Reproduce the lines below word for word, beginning at the line that contains "trace old cannon, every instance" and stopping after the line that contains "[[[255,161],[254,1],[1,1],[3,161]]]". Omit the pictures from your copy.
================
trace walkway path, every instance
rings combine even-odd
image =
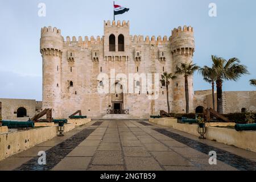
[[[256,153],[146,121],[97,120],[0,162],[1,170],[256,170]]]

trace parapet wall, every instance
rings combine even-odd
[[[193,29],[189,26],[174,28],[170,38],[172,53],[174,56],[188,55],[193,56],[195,52]]]

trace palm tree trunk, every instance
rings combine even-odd
[[[168,82],[166,82],[166,95],[167,97],[167,107],[168,107],[168,113],[169,114],[170,112],[170,103],[169,103],[169,90],[168,87]]]
[[[217,80],[217,111],[219,114],[223,114],[222,107],[222,81]]]
[[[214,82],[212,82],[212,104],[213,106],[213,110],[215,110],[215,94],[214,94]]]
[[[188,94],[188,77],[185,76],[185,95],[186,99],[186,113],[189,113],[189,96]]]

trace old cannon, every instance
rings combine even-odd
[[[69,117],[69,119],[85,119],[87,118],[86,115],[73,115]]]
[[[7,126],[9,129],[35,127],[35,123],[31,121],[19,122],[11,121],[2,121],[2,126]]]
[[[235,129],[237,131],[256,130],[256,123],[245,125],[237,124],[235,126]]]
[[[55,124],[59,123],[59,122],[63,122],[65,124],[68,123],[68,119],[53,119],[53,121]]]

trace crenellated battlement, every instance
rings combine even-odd
[[[187,26],[184,26],[183,28],[179,26],[177,29],[175,28],[172,31],[172,37],[179,36],[181,32],[191,32],[193,34],[193,28],[191,26],[187,27]]]
[[[117,22],[115,20],[113,20],[112,22],[110,20],[105,21],[104,20],[104,27],[130,27],[130,22],[127,21],[127,22],[125,20],[121,22],[120,20],[118,20]]]
[[[170,39],[168,39],[167,36],[164,36],[163,38],[161,36],[158,36],[157,38],[156,38],[155,36],[152,36],[151,38],[149,36],[146,36],[145,39],[144,39],[144,36],[142,35],[134,35],[131,36],[131,41],[134,42],[156,42],[156,43],[164,43],[167,42],[170,40]]]
[[[47,32],[52,32],[56,34],[57,35],[61,35],[61,31],[60,29],[57,29],[56,27],[52,28],[51,26],[49,26],[48,27],[44,27],[41,28],[41,34]]]
[[[68,36],[66,38],[66,40],[64,40],[64,43],[65,44],[70,44],[70,43],[83,43],[83,44],[101,44],[104,40],[104,36],[101,37],[100,36],[97,36],[96,38],[95,38],[93,36],[90,36],[90,39],[89,39],[88,36],[84,37],[84,39],[82,39],[82,37],[80,36],[79,36],[78,39],[76,36],[72,36],[72,39],[70,36]]]

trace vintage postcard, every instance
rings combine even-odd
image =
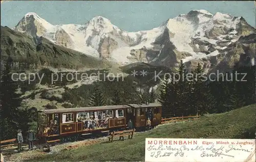
[[[255,161],[254,1],[1,1],[3,161]]]

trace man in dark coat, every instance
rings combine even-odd
[[[28,136],[27,136],[27,140],[29,142],[29,149],[33,150],[33,147],[34,145],[33,144],[33,141],[35,139],[35,133],[34,131],[30,129],[28,133]]]

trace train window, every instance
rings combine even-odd
[[[74,122],[73,113],[62,114],[62,123]]]
[[[80,112],[76,114],[76,120],[78,121],[85,121],[90,119],[89,112]]]
[[[159,107],[155,107],[154,109],[154,114],[160,114]]]
[[[145,113],[144,110],[143,108],[140,108],[140,116],[144,116]]]

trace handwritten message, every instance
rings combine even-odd
[[[256,161],[255,139],[146,139],[145,161]]]

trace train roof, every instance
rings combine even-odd
[[[158,107],[161,106],[161,105],[160,103],[148,103],[148,104],[129,104],[116,105],[102,106],[44,110],[38,111],[38,112],[42,112],[46,114],[49,114],[61,113],[72,113],[72,112],[91,111],[94,110],[102,111],[102,110],[115,110],[115,109],[125,109],[130,107],[146,108],[151,107]]]

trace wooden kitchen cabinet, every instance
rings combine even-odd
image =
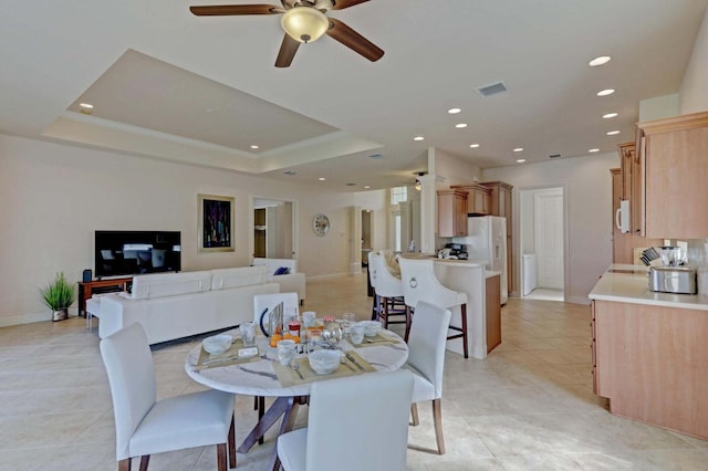
[[[635,233],[708,238],[708,112],[639,123],[637,128],[632,185],[641,206],[636,226],[633,214]]]
[[[467,191],[438,190],[438,236],[467,236]]]
[[[593,300],[595,394],[610,411],[708,439],[706,311]]]
[[[467,213],[488,216],[491,206],[491,189],[480,184],[451,185],[450,189],[467,191]]]
[[[507,218],[507,291],[513,290],[513,231],[511,220],[511,190],[513,186],[504,181],[479,184],[491,191],[489,216]]]
[[[632,143],[634,148],[634,143]],[[621,146],[620,156],[623,158],[623,149]],[[634,157],[634,150],[631,158]],[[631,164],[631,163],[629,163]],[[631,170],[629,170],[631,171]],[[623,197],[623,188],[627,187],[627,181],[624,178],[625,172],[620,168],[611,168],[612,175],[612,262],[613,263],[635,263],[634,249],[648,249],[649,247],[659,247],[664,244],[663,239],[647,239],[644,237],[635,236],[633,232],[622,233],[617,229],[615,221],[615,214],[620,209],[620,201],[626,199]],[[631,187],[631,184],[629,184]],[[632,209],[629,210],[632,212]]]

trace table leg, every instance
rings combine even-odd
[[[283,433],[287,433],[292,430],[292,427],[295,425],[295,418],[298,417],[298,406],[301,404],[301,398],[294,397],[288,398],[288,405],[290,408],[285,410],[283,414],[283,420],[280,422],[280,430],[278,431],[278,437]],[[280,459],[278,459],[278,442],[275,442],[275,447],[273,448],[273,452],[270,456],[270,463],[268,464],[269,470],[278,471],[280,470]]]
[[[268,408],[268,411],[263,415],[263,417],[256,423],[256,427],[251,430],[251,432],[246,437],[243,442],[238,449],[239,453],[246,453],[250,450],[256,442],[266,435],[266,431],[270,429],[282,416],[292,409],[294,402],[293,397],[279,397]]]

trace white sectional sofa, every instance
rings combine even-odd
[[[279,291],[264,266],[137,275],[131,293],[101,296],[94,314],[101,338],[139,322],[152,345],[252,321],[253,295]]]
[[[298,293],[300,304],[305,301],[305,274],[298,273],[298,261],[294,259],[254,258],[253,266],[267,266],[268,280],[280,285],[281,293]],[[287,274],[275,274],[279,269],[288,269]]]

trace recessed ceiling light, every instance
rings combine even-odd
[[[591,67],[596,67],[597,65],[604,65],[607,62],[610,62],[612,57],[608,55],[601,55],[600,57],[595,57],[592,61],[590,61],[590,63],[587,65],[590,65]]]

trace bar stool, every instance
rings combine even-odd
[[[451,331],[459,334],[448,335],[447,339],[462,338],[462,352],[465,358],[468,358],[467,350],[467,293],[452,291],[440,283],[433,271],[433,260],[414,260],[399,259],[400,280],[403,286],[403,296],[406,303],[406,310],[410,312],[418,304],[418,301],[426,301],[438,307],[452,310],[460,307],[462,314],[461,327],[450,325]]]
[[[408,342],[410,311],[406,307],[403,300],[403,283],[400,283],[400,279],[394,276],[391,271],[388,271],[383,255],[369,253],[368,264],[369,268],[373,266],[373,276],[376,279],[378,318],[382,321],[384,328],[388,328],[388,324],[406,324],[406,332],[403,338]],[[388,316],[404,316],[404,318],[389,321]]]

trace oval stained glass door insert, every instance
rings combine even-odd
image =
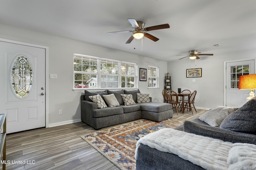
[[[31,89],[33,78],[32,67],[28,59],[22,56],[14,61],[12,71],[12,86],[20,98],[26,97]]]

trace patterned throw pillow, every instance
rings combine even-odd
[[[131,94],[121,94],[121,96],[123,98],[124,105],[129,106],[136,104],[135,102],[133,100],[132,95]]]
[[[138,103],[150,102],[149,94],[137,93],[137,102]]]
[[[94,103],[97,104],[98,109],[102,109],[108,107],[105,103],[103,99],[102,99],[99,94],[95,96],[89,96],[89,98],[92,100]]]

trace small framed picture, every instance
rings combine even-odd
[[[202,68],[187,69],[187,77],[202,77]]]
[[[140,81],[147,81],[146,68],[140,68]]]

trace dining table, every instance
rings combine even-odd
[[[177,93],[177,94],[178,94],[178,96],[181,96],[181,98],[182,98],[182,107],[181,107],[181,110],[182,111],[182,113],[184,113],[184,110],[185,109],[185,108],[184,107],[184,99],[185,99],[185,96],[188,96],[188,98],[189,98],[189,97],[190,97],[190,95],[191,94],[191,93]]]

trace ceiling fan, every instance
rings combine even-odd
[[[182,59],[184,59],[184,58],[187,57],[189,57],[189,58],[191,59],[200,59],[200,58],[198,56],[198,55],[213,55],[213,54],[200,54],[201,52],[198,52],[196,50],[190,50],[188,51],[189,53],[189,54],[184,55],[178,55],[176,56],[181,56],[182,55],[186,55],[186,56],[184,57],[182,57],[181,59],[179,59],[179,60],[180,60]]]
[[[125,43],[126,44],[130,43],[134,38],[136,39],[140,39],[143,37],[146,37],[154,41],[156,41],[159,40],[158,38],[146,32],[155,30],[156,29],[170,28],[170,25],[168,23],[144,28],[145,23],[144,22],[136,21],[135,19],[132,18],[127,18],[127,20],[128,20],[129,22],[132,24],[132,31],[121,31],[108,33],[108,34],[120,33],[133,33],[132,35],[128,39],[128,40],[127,40],[126,43]]]

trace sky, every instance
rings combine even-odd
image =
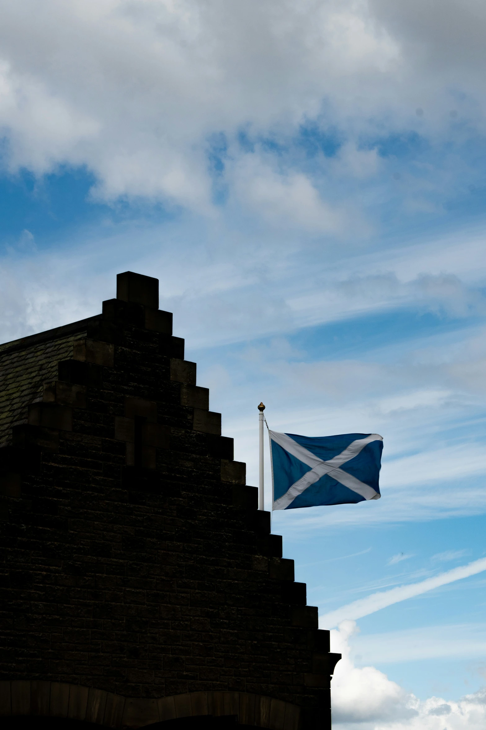
[[[0,11],[2,341],[130,269],[248,483],[261,400],[275,431],[380,434],[380,500],[273,518],[343,655],[334,726],[483,729],[485,4]]]

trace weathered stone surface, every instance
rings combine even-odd
[[[328,728],[329,632],[183,341],[145,326],[153,284],[125,280],[0,345],[0,713]]]

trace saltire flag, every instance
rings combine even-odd
[[[273,509],[349,504],[381,496],[383,437],[311,438],[269,431]]]

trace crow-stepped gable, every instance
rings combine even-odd
[[[158,304],[0,345],[2,722],[326,730],[340,655]]]

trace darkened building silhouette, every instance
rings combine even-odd
[[[0,345],[2,722],[324,730],[340,655],[157,307]]]

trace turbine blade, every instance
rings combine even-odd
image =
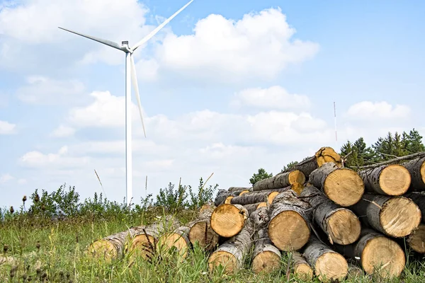
[[[166,25],[167,23],[169,23],[170,22],[170,21],[171,21],[173,19],[173,18],[174,18],[176,16],[177,16],[180,12],[181,12],[186,7],[187,7],[188,6],[189,6],[189,4],[191,3],[192,3],[193,1],[193,0],[191,0],[189,2],[188,2],[188,4],[186,4],[185,6],[183,6],[183,7],[181,7],[180,8],[180,10],[178,10],[178,11],[176,11],[176,13],[174,13],[174,14],[173,14],[173,16],[171,16],[171,17],[169,17],[169,18],[167,18],[166,20],[165,20],[164,21],[164,23],[162,23],[161,25],[158,25],[157,27],[157,28],[155,28],[154,30],[152,30],[149,35],[146,35],[144,37],[143,37],[143,39],[140,41],[139,41],[137,43],[136,43],[135,45],[135,46],[133,46],[132,47],[132,50],[135,50],[136,49],[137,49],[140,45],[143,45],[144,43],[145,43],[147,40],[150,40],[154,35],[155,35],[157,34],[157,33],[158,33],[162,28],[164,28],[164,26],[165,25]]]
[[[137,77],[136,76],[136,66],[135,65],[135,59],[132,54],[130,55],[131,61],[131,82],[132,83],[133,88],[136,93],[136,100],[137,100],[137,107],[139,108],[139,113],[142,120],[142,126],[143,127],[143,133],[146,137],[146,131],[144,130],[144,122],[143,122],[143,114],[142,113],[142,103],[140,103],[140,95],[139,94],[139,86],[137,85]]]
[[[84,33],[77,33],[77,32],[75,32],[73,30],[67,30],[66,28],[63,28],[61,27],[58,27],[58,28],[60,28],[61,30],[64,30],[66,31],[69,31],[69,33],[75,33],[76,35],[81,35],[86,38],[89,38],[89,39],[94,40],[94,41],[97,41],[98,42],[101,42],[101,43],[103,43],[108,46],[110,46],[111,47],[116,48],[118,50],[123,51],[123,47],[121,45],[120,45],[119,44],[118,44],[117,42],[114,42],[113,41],[104,40],[104,39],[99,38],[99,37],[96,37],[91,36],[91,35],[84,35]]]

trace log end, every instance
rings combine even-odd
[[[323,190],[334,202],[341,207],[349,207],[361,200],[365,185],[357,172],[348,168],[338,168],[329,174]]]
[[[399,164],[389,165],[381,171],[379,185],[388,195],[402,195],[410,187],[412,177],[409,171]]]
[[[118,252],[113,244],[107,240],[100,239],[93,242],[87,249],[88,255],[95,258],[104,258],[110,260],[118,256]]]
[[[219,236],[212,230],[208,221],[196,223],[189,231],[189,240],[192,244],[198,242],[203,248],[213,250],[218,243]]]
[[[259,253],[252,260],[252,270],[256,273],[270,273],[280,267],[280,257],[276,253],[266,250]]]
[[[183,258],[186,258],[190,248],[190,242],[186,236],[178,233],[166,233],[158,238],[157,248],[159,250],[176,251]]]
[[[407,243],[415,252],[425,253],[425,224],[421,224],[416,230],[409,235]]]
[[[220,265],[224,267],[225,273],[233,274],[237,270],[237,259],[229,252],[215,251],[208,258],[208,270],[212,272]]]
[[[299,170],[294,170],[289,173],[288,175],[288,180],[289,180],[289,184],[292,185],[295,183],[299,183],[300,184],[304,184],[305,182],[305,175],[302,172]]]
[[[385,236],[369,240],[361,253],[361,260],[366,273],[378,272],[384,277],[400,276],[406,264],[402,248]]]
[[[373,204],[370,204],[373,205]],[[393,197],[382,205],[380,221],[385,233],[395,238],[409,235],[421,223],[419,207],[410,199]]]
[[[293,210],[285,210],[271,220],[268,237],[280,250],[292,251],[302,248],[310,236],[308,223]]]
[[[361,225],[357,216],[351,210],[341,209],[334,212],[327,222],[327,232],[334,243],[349,245],[360,237]]]
[[[314,273],[321,282],[344,280],[348,272],[348,264],[339,253],[327,252],[320,255],[314,265]]]
[[[131,257],[140,257],[144,260],[152,258],[155,250],[157,239],[145,234],[139,234],[135,236],[132,238],[130,248]]]
[[[222,204],[211,214],[211,228],[218,235],[230,238],[241,231],[248,218],[248,212],[238,204]]]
================
#### [ANSWER TO THE TASK]
trace old cannon, every instance
rings combine even-odd
[[[69,117],[69,119],[85,119],[87,118],[86,115],[73,115]]]
[[[7,126],[9,129],[35,127],[35,123],[31,121],[19,122],[11,121],[2,121],[2,126]]]
[[[235,129],[237,131],[256,130],[256,123],[245,125],[237,124],[235,126]]]
[[[55,124],[59,123],[59,122],[63,122],[65,124],[68,123],[68,119],[53,119],[53,121]]]

trace crenellated battlement, every instance
rings combine even-odd
[[[187,26],[184,26],[183,28],[179,26],[177,29],[175,28],[172,31],[172,37],[179,36],[181,32],[191,32],[193,34],[193,28],[191,26],[187,27]]]
[[[117,22],[115,20],[113,20],[112,22],[110,20],[105,21],[104,20],[104,27],[130,27],[130,22],[127,21],[127,22],[125,20],[121,22],[120,20],[118,20]]]
[[[170,39],[168,39],[167,36],[164,36],[163,38],[161,36],[158,36],[157,38],[156,38],[155,36],[152,36],[151,38],[149,36],[146,36],[145,39],[144,39],[144,36],[142,35],[134,35],[131,36],[131,41],[134,42],[156,42],[156,43],[164,43],[167,42],[170,40]]]
[[[47,32],[52,32],[56,34],[57,35],[61,35],[61,31],[60,29],[57,29],[56,27],[52,28],[51,26],[49,26],[48,27],[44,27],[41,28],[41,34]]]
[[[68,36],[66,38],[66,40],[64,40],[64,43],[65,44],[70,44],[70,43],[83,43],[83,44],[101,44],[104,40],[104,36],[101,37],[100,36],[97,36],[96,38],[95,38],[93,36],[90,36],[90,39],[89,39],[88,36],[84,37],[84,39],[82,39],[82,37],[80,36],[79,36],[78,39],[76,36],[72,36],[72,39],[70,36]]]

trace vintage postcard, every instance
rings combine even-odd
image =
[[[255,161],[254,1],[1,1],[3,161]]]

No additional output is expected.